## Start DATA EXTRACT
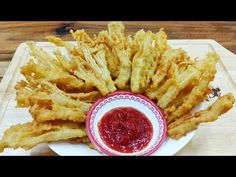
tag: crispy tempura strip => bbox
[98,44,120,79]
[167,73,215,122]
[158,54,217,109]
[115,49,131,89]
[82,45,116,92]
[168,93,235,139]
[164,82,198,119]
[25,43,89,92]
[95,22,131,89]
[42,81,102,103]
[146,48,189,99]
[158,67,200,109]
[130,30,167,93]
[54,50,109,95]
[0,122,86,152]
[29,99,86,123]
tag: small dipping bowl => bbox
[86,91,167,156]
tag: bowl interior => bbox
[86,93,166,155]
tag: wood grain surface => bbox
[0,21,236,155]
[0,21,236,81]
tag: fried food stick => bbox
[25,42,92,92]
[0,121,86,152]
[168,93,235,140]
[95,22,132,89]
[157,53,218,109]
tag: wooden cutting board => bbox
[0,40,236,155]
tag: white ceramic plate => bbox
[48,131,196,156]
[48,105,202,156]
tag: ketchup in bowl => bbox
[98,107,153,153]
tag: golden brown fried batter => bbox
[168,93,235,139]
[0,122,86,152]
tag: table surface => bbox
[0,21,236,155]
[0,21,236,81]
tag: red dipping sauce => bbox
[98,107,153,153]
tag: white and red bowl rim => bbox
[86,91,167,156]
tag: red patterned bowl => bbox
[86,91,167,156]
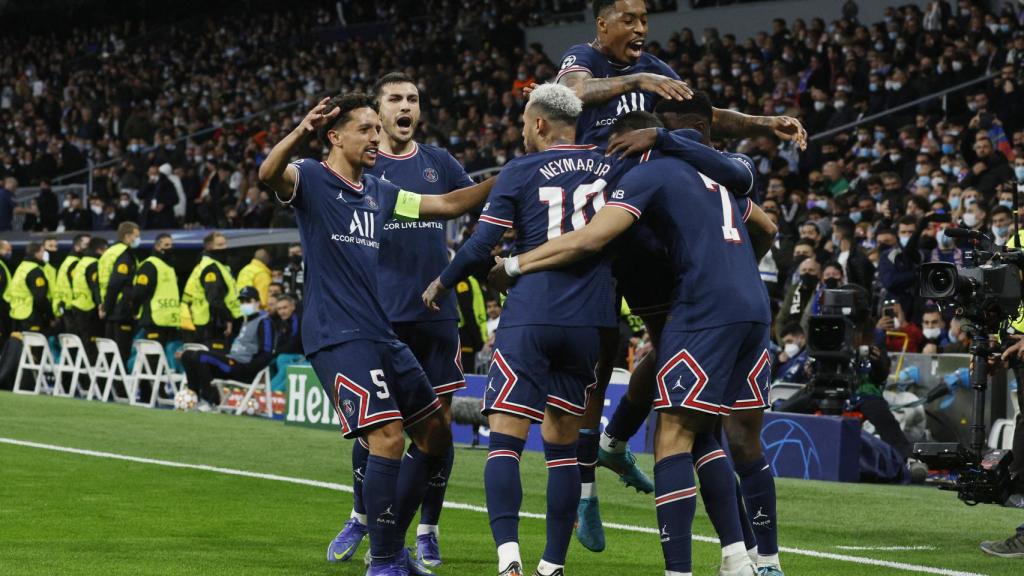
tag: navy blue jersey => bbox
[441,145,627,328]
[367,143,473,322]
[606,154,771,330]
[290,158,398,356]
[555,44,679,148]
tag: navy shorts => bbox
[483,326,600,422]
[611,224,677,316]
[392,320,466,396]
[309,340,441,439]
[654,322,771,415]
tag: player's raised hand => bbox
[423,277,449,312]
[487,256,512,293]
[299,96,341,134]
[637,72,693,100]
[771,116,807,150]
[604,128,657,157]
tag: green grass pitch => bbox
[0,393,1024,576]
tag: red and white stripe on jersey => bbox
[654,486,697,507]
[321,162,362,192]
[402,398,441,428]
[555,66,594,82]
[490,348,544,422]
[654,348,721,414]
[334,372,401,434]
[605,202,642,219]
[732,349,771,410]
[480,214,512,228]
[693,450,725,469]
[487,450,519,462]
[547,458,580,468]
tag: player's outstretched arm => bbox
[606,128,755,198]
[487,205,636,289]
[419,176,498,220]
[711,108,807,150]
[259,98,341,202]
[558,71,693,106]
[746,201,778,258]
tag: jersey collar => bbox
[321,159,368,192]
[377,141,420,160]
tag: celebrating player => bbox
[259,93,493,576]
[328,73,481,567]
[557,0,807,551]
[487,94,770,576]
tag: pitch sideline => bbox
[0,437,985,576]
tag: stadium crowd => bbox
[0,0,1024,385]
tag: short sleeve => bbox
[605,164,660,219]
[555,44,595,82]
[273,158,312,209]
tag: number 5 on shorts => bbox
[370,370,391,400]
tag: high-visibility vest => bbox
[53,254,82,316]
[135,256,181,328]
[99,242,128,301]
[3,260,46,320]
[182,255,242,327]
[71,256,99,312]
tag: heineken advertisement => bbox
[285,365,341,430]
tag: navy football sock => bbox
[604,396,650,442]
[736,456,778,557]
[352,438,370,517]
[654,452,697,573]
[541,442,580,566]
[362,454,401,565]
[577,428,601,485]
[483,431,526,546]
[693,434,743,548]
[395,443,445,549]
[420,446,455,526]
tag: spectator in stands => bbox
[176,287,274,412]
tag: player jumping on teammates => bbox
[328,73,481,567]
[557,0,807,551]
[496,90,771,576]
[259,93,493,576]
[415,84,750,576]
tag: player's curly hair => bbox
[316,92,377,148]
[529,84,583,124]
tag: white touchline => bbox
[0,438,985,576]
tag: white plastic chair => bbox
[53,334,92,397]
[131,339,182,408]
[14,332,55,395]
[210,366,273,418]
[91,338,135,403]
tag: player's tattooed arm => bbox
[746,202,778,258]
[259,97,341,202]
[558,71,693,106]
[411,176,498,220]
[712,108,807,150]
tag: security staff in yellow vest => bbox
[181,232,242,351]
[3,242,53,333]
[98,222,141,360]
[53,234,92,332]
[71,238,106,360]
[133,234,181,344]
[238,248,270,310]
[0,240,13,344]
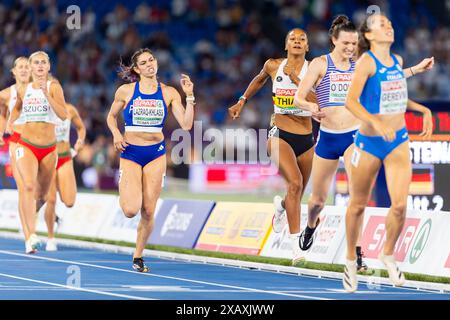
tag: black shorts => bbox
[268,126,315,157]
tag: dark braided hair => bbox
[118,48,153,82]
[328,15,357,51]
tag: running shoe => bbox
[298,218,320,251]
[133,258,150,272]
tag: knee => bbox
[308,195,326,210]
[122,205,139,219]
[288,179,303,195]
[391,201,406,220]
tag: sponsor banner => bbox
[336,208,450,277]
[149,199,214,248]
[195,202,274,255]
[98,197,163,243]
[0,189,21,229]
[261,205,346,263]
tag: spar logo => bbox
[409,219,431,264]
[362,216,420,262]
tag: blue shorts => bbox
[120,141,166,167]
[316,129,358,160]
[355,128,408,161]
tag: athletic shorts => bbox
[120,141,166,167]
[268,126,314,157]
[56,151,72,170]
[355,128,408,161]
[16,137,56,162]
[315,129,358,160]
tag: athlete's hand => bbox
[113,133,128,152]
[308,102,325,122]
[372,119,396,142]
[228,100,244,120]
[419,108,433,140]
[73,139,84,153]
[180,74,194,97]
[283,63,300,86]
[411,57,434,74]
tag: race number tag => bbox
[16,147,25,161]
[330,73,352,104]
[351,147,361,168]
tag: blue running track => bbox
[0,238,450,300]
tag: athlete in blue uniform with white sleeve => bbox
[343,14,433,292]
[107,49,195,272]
## End DATA EXTRACT
## Start DATA EXTRACT
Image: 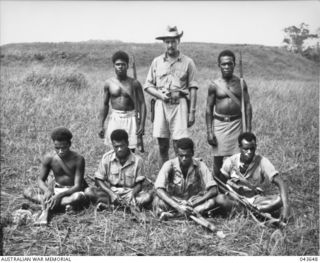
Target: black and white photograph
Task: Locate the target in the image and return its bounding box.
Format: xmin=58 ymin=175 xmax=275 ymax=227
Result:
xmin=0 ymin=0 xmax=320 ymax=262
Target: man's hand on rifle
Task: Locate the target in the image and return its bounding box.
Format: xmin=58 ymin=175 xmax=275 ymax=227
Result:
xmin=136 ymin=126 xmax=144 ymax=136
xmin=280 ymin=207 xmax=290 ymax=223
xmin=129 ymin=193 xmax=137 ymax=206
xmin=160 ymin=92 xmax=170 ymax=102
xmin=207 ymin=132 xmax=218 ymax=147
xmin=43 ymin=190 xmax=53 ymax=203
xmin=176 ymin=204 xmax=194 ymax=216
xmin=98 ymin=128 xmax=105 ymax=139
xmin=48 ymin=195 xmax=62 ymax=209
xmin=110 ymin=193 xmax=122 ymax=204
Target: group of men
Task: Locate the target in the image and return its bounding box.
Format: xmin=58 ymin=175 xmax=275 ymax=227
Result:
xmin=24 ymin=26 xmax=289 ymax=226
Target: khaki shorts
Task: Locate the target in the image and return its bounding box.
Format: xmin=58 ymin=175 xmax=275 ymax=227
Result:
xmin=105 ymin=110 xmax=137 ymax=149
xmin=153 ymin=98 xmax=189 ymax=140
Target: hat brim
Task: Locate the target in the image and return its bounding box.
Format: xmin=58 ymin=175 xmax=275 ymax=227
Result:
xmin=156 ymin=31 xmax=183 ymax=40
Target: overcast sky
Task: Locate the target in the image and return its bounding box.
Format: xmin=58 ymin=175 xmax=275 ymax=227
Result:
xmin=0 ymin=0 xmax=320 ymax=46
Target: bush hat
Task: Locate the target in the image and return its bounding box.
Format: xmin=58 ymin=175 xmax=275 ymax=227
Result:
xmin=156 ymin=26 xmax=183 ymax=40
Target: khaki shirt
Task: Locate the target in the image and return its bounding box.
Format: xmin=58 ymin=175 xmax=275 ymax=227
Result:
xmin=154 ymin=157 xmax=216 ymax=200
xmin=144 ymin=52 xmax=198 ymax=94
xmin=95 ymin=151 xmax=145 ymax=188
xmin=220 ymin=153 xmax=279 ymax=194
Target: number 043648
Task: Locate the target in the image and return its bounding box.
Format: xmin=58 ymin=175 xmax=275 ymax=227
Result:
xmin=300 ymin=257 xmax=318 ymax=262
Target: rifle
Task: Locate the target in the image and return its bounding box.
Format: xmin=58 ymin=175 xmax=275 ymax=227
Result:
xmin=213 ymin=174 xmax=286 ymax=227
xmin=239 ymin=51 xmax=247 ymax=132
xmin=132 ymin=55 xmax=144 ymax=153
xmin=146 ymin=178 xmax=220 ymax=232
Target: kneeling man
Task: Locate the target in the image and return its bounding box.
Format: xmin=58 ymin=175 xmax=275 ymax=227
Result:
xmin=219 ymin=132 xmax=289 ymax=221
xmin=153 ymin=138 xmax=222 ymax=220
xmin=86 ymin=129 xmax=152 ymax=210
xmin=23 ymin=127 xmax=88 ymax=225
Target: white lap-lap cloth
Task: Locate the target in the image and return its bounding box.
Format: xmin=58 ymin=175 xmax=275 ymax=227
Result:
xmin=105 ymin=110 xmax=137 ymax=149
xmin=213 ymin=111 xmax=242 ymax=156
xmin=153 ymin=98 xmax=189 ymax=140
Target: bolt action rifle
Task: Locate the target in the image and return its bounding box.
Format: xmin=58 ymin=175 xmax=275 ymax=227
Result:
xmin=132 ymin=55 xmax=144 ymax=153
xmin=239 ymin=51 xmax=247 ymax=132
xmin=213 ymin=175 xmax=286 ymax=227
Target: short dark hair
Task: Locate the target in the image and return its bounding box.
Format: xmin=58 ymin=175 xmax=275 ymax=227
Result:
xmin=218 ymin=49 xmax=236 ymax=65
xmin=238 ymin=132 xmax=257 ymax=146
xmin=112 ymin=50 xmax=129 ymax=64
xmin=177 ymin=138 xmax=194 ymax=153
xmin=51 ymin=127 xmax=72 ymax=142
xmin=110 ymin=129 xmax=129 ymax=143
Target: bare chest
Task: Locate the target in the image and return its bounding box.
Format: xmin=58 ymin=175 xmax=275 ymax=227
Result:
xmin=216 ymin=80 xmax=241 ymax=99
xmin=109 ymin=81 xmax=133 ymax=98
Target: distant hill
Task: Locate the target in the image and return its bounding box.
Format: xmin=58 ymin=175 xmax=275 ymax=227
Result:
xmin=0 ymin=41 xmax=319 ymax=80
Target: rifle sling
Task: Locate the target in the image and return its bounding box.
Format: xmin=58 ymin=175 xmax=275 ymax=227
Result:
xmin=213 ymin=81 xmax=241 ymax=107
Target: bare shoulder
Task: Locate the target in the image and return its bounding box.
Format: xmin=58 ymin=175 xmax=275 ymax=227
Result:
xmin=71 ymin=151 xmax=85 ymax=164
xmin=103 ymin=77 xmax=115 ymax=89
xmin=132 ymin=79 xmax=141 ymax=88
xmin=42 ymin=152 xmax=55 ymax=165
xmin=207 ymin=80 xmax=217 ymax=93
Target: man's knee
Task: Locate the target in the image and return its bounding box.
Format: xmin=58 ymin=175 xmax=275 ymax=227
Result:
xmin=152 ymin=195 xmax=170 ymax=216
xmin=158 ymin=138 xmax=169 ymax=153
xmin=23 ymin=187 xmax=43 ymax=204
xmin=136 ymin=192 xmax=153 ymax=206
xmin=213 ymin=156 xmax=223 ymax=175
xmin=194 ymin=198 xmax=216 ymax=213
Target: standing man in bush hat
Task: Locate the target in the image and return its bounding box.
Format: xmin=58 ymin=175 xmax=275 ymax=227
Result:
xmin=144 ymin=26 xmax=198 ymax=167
## End DATA EXTRACT
## Start DATA EXTRACT
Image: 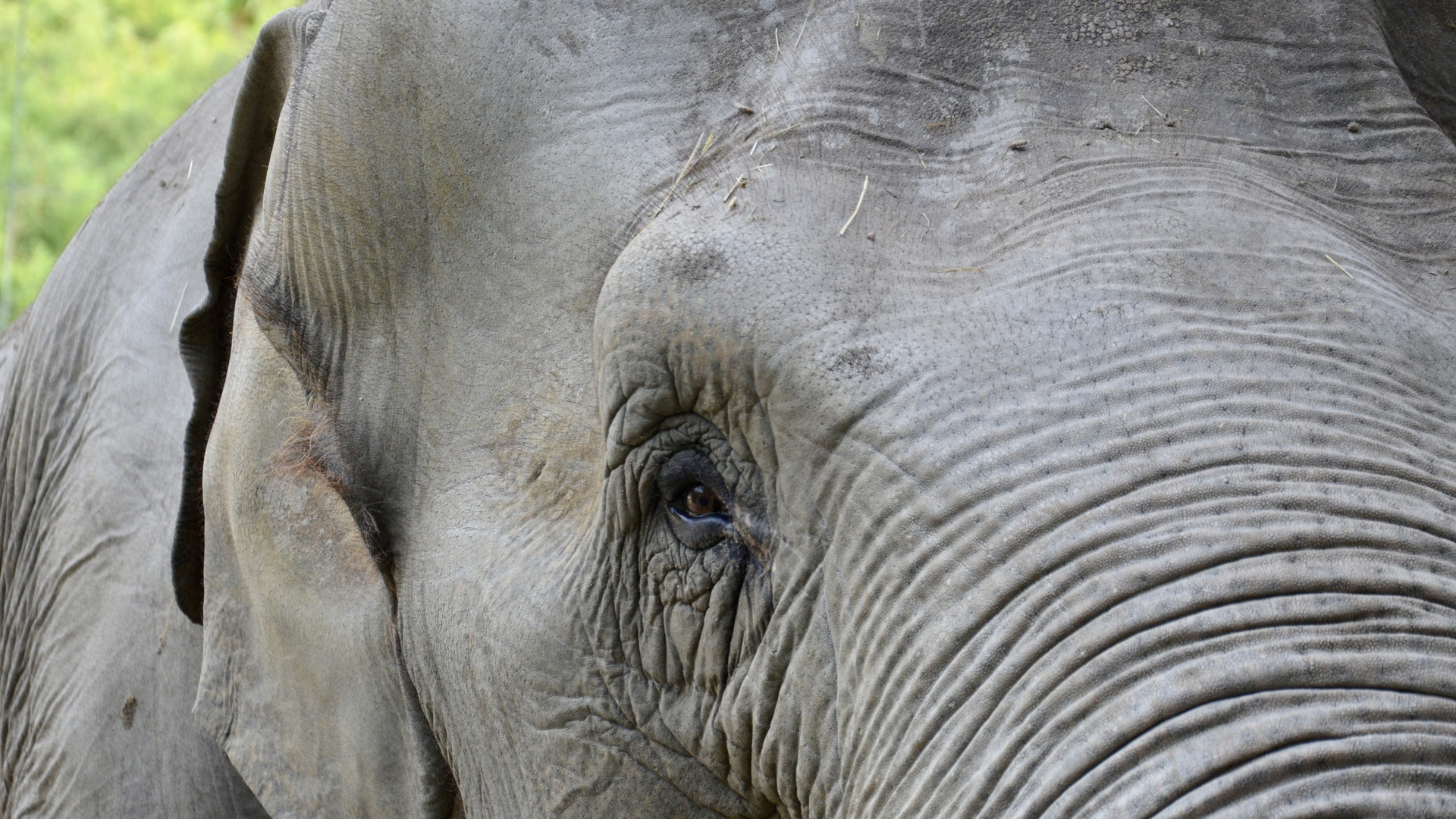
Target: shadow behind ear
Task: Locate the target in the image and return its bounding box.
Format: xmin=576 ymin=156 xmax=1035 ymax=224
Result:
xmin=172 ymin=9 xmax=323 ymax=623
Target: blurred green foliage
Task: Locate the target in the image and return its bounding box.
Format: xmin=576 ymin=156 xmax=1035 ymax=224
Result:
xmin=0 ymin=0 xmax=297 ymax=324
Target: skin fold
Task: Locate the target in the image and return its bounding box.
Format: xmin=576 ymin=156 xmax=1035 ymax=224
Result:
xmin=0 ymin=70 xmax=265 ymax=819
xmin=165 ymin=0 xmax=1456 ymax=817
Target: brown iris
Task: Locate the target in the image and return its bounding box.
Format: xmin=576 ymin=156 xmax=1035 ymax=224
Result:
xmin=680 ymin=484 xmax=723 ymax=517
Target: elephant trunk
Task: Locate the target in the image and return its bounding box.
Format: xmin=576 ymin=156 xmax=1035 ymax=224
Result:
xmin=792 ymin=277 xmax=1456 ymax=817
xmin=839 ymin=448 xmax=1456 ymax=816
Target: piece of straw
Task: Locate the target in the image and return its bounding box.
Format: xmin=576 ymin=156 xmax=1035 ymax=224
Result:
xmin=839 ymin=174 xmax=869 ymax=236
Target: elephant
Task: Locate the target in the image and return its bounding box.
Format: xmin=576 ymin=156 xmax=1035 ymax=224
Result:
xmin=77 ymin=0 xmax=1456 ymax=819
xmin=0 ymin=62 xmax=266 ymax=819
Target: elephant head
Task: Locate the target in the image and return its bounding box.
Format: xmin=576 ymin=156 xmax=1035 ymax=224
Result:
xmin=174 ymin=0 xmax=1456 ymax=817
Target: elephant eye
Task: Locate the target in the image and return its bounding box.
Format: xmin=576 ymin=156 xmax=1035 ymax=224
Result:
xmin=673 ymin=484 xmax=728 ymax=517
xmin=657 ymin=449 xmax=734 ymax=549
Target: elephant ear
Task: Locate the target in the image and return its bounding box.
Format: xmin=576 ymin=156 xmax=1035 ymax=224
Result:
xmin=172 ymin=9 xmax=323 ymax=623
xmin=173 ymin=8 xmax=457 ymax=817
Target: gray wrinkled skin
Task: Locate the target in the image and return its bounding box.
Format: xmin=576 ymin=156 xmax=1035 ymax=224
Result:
## End DATA EXTRACT
EXERCISE PROMPT:
Copy out the lines of the data above, starting at the line containing "tag: stadium crowd => bbox" and ending at the line containing "[91,338,135,403]", with both of those lines included.

EXERCISE ANSWER:
tag: stadium crowd => bbox
[0,0,1024,385]
tag: short sleeve => bbox
[605,164,660,219]
[555,44,595,82]
[273,158,312,209]
tag: number 5 on shorts => bbox
[370,370,391,400]
tag: high-visibility vest => bbox
[53,254,82,316]
[135,256,181,328]
[99,242,128,301]
[3,260,46,320]
[182,255,242,327]
[71,256,99,312]
tag: heineken advertisement => bbox
[285,365,341,430]
tag: navy football sock => bbox
[604,396,650,442]
[736,456,778,557]
[352,438,370,517]
[654,452,697,573]
[541,442,580,566]
[362,454,401,565]
[577,428,601,485]
[483,431,526,546]
[693,434,743,548]
[395,443,445,549]
[420,446,455,526]
tag: spectator in stands => bbox
[176,287,274,412]
tag: player jumping on teammates => bbox
[328,73,481,567]
[557,0,807,551]
[496,90,771,576]
[259,93,493,576]
[415,84,750,576]
tag: player's curly hair => bbox
[316,92,377,148]
[529,84,583,124]
tag: white touchline => bbox
[0,438,985,576]
tag: white plastic chair => bbox
[53,334,92,397]
[131,339,182,408]
[14,332,55,395]
[210,366,273,418]
[91,338,135,403]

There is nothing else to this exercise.